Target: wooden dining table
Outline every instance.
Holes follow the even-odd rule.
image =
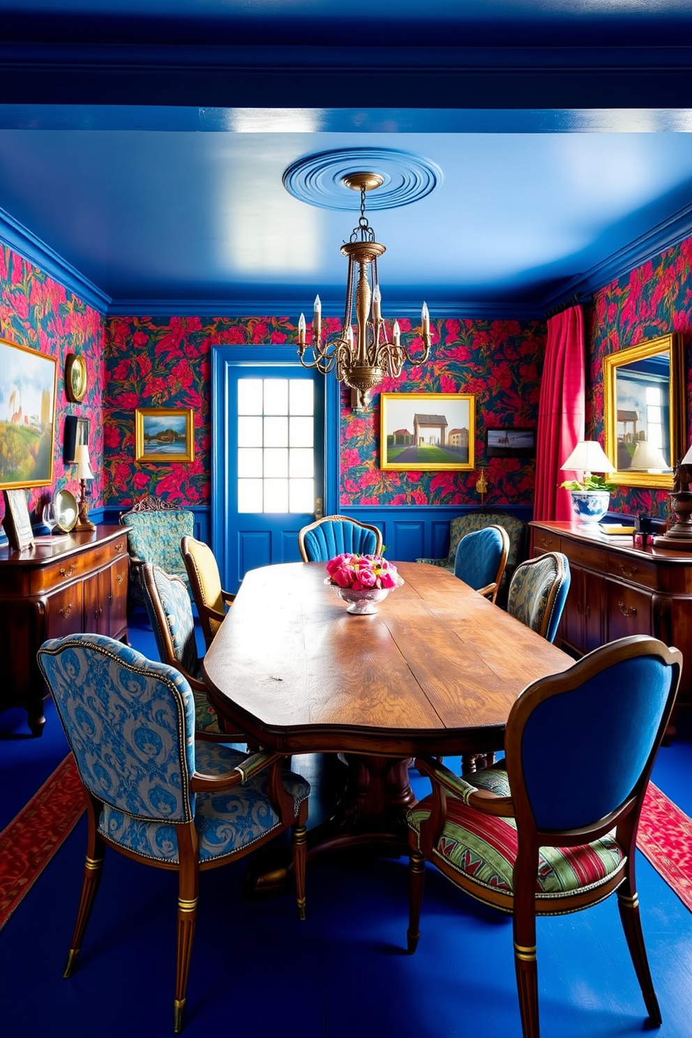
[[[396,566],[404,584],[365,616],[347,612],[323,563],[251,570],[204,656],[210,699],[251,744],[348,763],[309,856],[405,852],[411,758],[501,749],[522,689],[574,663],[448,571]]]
════════
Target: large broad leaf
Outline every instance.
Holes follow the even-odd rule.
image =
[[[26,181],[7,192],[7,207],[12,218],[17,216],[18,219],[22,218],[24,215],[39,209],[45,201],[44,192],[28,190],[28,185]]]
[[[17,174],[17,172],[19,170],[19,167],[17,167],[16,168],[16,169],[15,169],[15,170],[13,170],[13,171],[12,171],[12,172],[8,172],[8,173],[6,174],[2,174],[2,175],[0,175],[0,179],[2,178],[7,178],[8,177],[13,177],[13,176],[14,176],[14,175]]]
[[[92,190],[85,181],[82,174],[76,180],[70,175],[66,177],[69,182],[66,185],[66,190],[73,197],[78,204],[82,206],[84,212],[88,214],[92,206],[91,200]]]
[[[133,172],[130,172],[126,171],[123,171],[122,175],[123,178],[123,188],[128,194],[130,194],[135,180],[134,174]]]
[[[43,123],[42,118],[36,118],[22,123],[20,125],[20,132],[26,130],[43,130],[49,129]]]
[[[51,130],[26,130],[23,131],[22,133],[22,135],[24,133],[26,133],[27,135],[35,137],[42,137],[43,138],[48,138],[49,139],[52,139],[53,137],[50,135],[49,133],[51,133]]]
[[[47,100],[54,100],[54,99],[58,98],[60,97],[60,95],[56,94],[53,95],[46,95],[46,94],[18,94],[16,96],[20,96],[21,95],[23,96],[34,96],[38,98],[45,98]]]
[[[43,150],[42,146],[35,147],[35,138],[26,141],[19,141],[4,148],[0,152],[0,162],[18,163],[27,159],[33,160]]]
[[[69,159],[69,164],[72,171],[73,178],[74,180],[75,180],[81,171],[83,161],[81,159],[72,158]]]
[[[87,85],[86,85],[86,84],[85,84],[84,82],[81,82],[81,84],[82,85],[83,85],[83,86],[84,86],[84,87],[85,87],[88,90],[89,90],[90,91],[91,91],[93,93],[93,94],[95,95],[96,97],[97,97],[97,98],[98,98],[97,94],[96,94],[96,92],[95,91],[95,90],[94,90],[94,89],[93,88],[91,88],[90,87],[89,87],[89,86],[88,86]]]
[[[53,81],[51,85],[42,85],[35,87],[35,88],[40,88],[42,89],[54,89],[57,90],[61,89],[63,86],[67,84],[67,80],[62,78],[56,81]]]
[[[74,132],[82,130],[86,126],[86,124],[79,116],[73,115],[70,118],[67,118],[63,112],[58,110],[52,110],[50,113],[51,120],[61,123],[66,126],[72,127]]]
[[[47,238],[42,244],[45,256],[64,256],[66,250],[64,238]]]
════════
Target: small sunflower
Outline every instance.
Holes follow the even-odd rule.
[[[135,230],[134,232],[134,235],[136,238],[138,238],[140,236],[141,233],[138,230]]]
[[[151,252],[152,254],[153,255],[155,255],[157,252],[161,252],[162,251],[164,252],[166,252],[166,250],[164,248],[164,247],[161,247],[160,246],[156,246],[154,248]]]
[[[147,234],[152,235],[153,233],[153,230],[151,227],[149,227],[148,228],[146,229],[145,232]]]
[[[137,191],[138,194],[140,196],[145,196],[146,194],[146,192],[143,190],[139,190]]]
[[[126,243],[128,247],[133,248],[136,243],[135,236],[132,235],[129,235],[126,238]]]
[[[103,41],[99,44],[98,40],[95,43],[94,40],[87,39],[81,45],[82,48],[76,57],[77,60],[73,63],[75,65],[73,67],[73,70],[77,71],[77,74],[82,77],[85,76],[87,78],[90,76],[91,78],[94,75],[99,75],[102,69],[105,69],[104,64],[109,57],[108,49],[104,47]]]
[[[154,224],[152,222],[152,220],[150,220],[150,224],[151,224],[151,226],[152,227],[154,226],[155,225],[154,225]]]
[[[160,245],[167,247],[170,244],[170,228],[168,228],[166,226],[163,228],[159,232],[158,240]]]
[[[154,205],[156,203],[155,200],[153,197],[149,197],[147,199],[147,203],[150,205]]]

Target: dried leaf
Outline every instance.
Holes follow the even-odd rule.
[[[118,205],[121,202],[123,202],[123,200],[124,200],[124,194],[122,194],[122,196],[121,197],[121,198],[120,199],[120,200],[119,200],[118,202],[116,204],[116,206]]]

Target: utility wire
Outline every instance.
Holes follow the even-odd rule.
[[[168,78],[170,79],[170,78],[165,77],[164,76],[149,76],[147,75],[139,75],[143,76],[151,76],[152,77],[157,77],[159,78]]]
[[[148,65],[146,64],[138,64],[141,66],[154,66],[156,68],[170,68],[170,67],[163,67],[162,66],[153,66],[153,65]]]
════════
### WRITTEN PROBLEM
Pick out and copy every line in the material above that contains the word "leaf".

### WRITTEN RESPONSE
Target: large broad leaf
Target: dried leaf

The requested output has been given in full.